| THE TASK |
Among the entries below, please repeat exactly and only the lines from the line containing "Target: orange flame" to the line containing "Target: camouflage jacket", both lines included.

| SOURCE INFORMATION |
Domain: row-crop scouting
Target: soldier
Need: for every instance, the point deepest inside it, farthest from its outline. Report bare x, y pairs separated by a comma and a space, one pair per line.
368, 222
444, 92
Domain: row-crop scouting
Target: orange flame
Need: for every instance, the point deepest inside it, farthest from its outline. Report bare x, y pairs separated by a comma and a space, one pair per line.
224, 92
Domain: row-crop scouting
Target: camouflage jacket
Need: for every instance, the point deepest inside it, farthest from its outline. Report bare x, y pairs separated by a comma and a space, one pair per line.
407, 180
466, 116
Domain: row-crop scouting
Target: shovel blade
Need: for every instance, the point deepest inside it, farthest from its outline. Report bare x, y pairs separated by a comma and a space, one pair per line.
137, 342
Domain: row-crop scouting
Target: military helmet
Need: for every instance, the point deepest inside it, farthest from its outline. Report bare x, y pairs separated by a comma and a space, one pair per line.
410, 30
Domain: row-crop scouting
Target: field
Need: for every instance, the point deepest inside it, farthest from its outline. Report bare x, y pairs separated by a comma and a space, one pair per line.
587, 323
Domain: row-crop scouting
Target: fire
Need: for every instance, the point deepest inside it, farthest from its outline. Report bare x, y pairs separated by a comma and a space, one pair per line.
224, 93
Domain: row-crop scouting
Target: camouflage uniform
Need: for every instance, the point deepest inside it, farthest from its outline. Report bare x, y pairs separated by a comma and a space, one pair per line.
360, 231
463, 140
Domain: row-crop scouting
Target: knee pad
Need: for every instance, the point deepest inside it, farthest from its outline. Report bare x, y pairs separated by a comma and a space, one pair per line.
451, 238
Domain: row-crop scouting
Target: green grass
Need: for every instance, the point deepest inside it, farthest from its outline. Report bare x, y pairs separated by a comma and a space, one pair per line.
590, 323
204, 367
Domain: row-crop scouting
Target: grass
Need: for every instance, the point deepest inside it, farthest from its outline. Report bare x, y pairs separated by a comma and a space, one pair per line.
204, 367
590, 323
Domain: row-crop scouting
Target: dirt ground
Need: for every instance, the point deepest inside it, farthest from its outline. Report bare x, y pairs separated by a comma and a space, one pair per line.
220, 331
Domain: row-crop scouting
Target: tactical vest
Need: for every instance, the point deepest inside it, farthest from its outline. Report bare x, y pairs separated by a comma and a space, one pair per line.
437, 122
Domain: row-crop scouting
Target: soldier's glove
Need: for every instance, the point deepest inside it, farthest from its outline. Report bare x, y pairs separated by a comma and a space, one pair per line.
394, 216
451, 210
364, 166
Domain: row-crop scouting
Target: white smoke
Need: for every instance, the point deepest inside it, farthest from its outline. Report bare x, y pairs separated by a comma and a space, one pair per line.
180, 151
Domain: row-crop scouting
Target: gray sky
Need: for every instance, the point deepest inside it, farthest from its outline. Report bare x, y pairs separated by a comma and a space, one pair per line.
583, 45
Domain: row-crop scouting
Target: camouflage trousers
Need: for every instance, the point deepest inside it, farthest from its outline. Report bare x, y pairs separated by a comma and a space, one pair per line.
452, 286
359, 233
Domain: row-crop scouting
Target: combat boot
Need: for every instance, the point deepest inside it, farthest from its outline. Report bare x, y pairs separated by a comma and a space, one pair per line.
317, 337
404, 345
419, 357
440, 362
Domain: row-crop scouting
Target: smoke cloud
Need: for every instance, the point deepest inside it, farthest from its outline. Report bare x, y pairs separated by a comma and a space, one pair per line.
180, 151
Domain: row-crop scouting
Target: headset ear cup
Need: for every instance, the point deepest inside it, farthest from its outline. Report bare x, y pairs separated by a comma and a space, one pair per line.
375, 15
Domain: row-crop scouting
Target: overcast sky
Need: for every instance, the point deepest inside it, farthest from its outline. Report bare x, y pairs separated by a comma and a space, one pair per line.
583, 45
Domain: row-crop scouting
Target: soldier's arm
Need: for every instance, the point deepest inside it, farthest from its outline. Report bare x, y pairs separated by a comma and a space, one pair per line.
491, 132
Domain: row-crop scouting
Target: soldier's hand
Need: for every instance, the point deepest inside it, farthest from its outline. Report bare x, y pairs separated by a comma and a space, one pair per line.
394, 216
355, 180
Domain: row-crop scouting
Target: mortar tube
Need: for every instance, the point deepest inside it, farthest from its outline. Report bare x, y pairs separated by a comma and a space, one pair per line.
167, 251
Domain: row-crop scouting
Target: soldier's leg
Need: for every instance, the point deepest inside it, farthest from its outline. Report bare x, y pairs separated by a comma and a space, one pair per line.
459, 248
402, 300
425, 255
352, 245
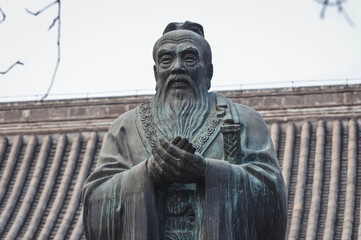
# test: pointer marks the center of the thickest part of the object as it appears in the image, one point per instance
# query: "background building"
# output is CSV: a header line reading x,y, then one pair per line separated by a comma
x,y
47,150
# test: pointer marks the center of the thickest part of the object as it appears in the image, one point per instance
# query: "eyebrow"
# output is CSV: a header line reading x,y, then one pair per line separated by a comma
x,y
190,50
163,52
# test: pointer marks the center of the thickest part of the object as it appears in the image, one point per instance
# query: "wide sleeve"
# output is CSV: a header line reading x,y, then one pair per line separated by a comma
x,y
246,201
118,197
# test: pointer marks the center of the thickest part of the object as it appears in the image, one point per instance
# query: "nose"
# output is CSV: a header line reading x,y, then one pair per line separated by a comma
x,y
178,67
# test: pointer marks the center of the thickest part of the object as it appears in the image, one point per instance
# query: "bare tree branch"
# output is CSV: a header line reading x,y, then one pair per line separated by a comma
x,y
57,19
42,10
3,16
335,3
53,23
13,65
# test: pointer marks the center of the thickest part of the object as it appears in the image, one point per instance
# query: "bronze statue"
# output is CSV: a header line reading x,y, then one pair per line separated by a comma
x,y
187,164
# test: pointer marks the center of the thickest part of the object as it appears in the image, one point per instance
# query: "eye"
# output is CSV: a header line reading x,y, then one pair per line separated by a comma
x,y
165,60
190,59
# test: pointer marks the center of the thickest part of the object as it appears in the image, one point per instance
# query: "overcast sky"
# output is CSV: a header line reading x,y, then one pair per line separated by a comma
x,y
106,46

| COMPLETED TASK |
Target: orange flame
Need: for every instance, the point deepest inside it, farthest from its outline. Report bare x, y pairs separated by a comma and a space, one pair per line.
224, 92
Domain: row-crop scouting
Target: camouflage jacket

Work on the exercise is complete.